----- Trecho apresentado

Quando definir fica difícil, filiar nova safra a cepa velha é um conforto. O prefixo “neo” salva a pátria. A Covid-19 trouxe novo membro à família, que já tem neofascismo, neoliberalismo e que tais: o neokeynesianismo.
Subitamente, adversários do Estado entraram a defendê-lo. Espera-se que coordene iniciativas, financie os gastos com a crise, dê o rumo. Toada na contramão do que se dizia em versos e colunas de jornal até outro dia.
Na última década, a sociedade se mobilizou e muito para reclamar do Estado —e não ficou na conversa. Ações diretas proliferaram, desde coletivos culturais, sociais e políticos até o empreendedorismo cívico, no gênero empresário social ou ambientalmente responsável, e o religioso, que movimenta cultura e economia de autoajuda entre fiéis. Todos martelando a autogestão da vida coletiva pelos cidadãos como superior à estatal.
Duas retóricas difundiram a ideia. Uma é a da autossuficiência da ”sociedade civil”, que, se bem organizada, proveria tudo —bens, serviços etc.— mais e melhor que o Estado. Outra é a do autointeresse. Se o Estado parasse de meter o bedelho, empreendedores de “espírito animal” —opostos dos funcionários parasitas— venceriam a luta pela vida, gerando uma sociedade repleta de prósperos empresários.
Ambas deslegitimaram o Estado como gestor da vida coletiva, demandando protagonismo para a ágil, eficaz e moralmente superior sociedade civil. O Estado era o inimigo. Corrupto e ineficiente, desmereceria a confiança, o poder e os impostos dos cidadãos. Melhor reduzi-lo ao mínimo guedesiano.
Ante o vírus, a linha do autointeresse insistiu no individualismo: isolar-se, munindo-se de grandes estoques, e deixar à livre iniciativa quem mal mora, ou nem mora —e que não tem para comer hoje, que dirá para estocar papel higiênico. Esses “loosers” deveriam é voltar logo ao trabalho de servir o andar de cima.

----------

### Suas tarefas
1. De acordo com o trecho, qual novo membro da família dos termos com "neo" a Covid-19 trouxe?
2. Liste todas as palavras formadas com o prefixo "neo" que aparecem no trecho.
O material não tem relação com o trecho.

----- Material apresentado

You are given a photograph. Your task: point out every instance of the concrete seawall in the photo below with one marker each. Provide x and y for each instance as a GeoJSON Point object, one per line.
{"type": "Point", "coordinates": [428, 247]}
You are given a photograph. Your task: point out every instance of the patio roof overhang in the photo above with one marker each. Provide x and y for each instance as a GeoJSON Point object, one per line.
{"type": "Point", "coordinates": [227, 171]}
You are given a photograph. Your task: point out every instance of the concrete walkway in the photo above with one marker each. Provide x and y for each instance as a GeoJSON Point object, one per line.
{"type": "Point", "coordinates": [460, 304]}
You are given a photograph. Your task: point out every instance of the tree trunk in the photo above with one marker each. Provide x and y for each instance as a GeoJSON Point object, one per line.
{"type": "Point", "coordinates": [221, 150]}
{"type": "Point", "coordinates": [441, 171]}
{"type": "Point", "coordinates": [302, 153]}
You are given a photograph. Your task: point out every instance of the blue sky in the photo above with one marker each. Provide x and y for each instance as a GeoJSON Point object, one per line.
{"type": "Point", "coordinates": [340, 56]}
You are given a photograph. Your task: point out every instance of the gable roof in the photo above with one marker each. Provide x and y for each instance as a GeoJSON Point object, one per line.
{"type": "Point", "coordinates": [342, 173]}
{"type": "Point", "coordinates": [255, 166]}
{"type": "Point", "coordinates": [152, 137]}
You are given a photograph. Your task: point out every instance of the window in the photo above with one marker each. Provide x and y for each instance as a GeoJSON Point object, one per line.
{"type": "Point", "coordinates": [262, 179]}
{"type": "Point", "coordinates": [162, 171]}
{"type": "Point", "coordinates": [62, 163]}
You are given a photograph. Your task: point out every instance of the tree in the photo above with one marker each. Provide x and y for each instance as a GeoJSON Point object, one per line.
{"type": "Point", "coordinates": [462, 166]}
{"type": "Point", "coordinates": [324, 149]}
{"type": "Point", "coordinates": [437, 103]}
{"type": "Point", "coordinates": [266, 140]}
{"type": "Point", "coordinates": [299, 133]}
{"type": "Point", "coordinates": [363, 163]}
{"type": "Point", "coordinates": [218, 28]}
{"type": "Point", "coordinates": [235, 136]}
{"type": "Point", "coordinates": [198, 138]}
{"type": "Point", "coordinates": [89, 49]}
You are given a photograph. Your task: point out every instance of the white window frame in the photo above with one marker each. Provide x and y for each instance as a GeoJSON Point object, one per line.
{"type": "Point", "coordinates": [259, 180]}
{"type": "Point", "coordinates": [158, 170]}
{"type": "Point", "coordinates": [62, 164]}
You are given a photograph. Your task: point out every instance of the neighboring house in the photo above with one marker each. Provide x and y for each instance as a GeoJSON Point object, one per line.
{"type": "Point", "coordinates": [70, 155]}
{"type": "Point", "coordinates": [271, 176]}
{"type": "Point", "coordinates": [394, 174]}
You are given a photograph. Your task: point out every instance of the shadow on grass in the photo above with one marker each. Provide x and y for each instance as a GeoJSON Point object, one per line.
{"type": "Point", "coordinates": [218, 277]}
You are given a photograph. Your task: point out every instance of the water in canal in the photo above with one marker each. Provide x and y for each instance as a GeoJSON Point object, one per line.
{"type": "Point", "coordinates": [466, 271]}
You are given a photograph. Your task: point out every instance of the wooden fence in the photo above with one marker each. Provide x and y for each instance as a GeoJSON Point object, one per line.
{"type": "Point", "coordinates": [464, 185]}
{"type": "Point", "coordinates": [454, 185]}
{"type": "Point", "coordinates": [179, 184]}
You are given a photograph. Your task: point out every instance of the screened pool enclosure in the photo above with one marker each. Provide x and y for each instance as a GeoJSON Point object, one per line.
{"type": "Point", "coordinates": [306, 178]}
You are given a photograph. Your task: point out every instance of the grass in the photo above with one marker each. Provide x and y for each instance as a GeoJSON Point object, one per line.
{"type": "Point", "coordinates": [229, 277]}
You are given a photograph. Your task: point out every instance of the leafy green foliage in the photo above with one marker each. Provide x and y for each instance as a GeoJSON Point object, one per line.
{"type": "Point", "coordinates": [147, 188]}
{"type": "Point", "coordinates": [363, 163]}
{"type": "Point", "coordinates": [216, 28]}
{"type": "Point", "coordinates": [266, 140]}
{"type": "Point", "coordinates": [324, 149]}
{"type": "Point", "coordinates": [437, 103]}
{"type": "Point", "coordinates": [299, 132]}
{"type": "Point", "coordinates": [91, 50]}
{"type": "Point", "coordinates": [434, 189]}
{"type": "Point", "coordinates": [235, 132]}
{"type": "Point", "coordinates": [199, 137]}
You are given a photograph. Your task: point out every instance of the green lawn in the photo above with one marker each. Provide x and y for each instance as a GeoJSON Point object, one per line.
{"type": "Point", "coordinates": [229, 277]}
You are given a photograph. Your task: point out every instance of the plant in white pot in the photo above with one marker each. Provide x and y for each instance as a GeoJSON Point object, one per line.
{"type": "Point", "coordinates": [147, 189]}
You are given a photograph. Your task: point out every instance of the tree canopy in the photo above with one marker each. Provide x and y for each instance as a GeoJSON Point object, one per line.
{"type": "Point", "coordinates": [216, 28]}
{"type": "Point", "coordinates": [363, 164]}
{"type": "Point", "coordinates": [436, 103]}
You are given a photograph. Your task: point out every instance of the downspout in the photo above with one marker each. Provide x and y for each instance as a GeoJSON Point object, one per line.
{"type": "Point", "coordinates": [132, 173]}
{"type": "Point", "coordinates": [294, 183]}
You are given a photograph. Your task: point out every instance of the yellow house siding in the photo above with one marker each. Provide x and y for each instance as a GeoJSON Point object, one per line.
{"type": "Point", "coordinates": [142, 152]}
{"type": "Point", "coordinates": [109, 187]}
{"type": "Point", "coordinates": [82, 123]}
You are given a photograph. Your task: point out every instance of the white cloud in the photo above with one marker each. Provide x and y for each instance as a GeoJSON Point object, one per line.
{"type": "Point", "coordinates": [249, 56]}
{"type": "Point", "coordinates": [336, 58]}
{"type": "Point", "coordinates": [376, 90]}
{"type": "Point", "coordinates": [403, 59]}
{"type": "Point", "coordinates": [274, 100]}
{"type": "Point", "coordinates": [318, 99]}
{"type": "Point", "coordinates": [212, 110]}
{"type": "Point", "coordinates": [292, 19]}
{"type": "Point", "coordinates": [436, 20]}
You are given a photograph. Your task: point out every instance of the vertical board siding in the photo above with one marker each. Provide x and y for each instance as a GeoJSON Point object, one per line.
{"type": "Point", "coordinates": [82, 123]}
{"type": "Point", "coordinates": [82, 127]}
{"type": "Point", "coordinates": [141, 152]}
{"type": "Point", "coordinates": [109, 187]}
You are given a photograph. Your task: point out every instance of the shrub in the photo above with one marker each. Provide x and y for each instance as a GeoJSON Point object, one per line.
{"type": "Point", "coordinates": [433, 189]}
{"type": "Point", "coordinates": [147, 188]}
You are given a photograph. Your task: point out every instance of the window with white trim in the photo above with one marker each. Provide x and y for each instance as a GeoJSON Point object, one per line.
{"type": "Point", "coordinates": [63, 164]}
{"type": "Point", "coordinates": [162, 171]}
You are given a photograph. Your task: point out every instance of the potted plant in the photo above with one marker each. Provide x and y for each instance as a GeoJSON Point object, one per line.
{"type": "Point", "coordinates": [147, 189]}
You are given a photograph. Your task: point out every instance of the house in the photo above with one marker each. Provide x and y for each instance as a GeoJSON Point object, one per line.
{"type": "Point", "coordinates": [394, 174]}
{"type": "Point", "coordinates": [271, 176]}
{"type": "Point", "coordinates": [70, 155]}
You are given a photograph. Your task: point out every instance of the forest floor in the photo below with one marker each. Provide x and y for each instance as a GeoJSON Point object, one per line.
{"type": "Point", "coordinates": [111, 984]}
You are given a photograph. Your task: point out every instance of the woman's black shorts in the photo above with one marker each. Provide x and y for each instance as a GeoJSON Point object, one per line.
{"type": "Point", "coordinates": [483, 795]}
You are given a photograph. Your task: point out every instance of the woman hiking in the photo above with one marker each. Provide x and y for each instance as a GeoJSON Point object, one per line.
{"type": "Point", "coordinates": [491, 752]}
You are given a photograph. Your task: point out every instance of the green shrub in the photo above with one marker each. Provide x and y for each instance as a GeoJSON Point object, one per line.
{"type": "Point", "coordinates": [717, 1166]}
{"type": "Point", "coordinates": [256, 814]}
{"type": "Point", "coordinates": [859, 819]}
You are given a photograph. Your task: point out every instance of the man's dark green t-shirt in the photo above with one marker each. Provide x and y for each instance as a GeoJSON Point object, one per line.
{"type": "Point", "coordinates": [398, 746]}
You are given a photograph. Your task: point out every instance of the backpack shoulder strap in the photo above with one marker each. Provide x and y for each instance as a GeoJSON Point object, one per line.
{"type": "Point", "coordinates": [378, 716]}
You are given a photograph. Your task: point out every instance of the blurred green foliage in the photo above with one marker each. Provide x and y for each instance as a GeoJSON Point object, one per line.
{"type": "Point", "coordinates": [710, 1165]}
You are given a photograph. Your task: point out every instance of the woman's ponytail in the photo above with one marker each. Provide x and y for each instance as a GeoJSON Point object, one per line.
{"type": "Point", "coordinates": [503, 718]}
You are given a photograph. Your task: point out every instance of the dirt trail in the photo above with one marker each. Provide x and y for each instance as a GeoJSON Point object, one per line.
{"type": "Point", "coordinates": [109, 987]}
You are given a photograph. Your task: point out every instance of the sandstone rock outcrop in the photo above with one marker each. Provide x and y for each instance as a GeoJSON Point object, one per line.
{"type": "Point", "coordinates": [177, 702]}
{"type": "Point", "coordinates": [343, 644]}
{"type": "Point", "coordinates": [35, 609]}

----------

### Respostas por tarefa
1. O neokeynesianismo.

2. neofascismo, neoliberalismo, neokeynesianismo